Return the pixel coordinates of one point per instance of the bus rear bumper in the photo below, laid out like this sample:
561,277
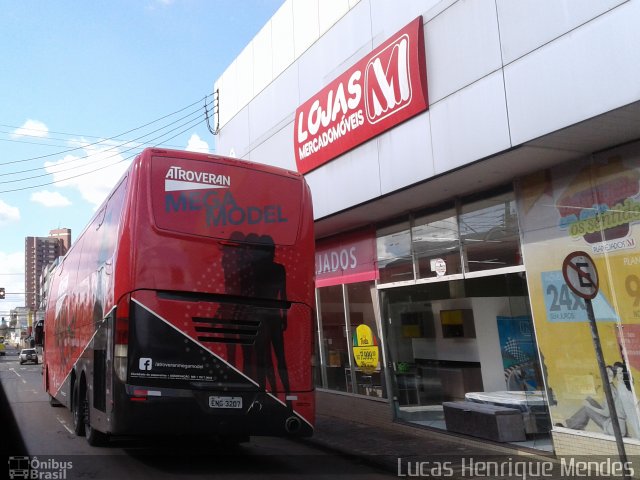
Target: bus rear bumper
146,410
______________________________
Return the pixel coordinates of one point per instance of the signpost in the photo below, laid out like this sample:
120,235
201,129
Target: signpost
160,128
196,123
______________________________
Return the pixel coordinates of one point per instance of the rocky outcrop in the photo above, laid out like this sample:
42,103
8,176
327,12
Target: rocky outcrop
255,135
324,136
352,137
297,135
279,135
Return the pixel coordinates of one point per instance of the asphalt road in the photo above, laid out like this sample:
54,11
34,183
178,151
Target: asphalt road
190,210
______________________________
Take every line from the data above that holds "pixel" and copy it out.

Return the pixel coordinates of one point per instance of the bus rear bumper in the photo below, laid out like this sample:
Return the pixel coordinates of one point per instance of the signpost in the photo below, laid out like this sample:
Return the pixel coordinates of one point per instance of the rocky outcrop in the photo above, laid out like this sample:
Return the pixel coordinates of one point per instance of the asphalt road in the photo above, laid out like this sample:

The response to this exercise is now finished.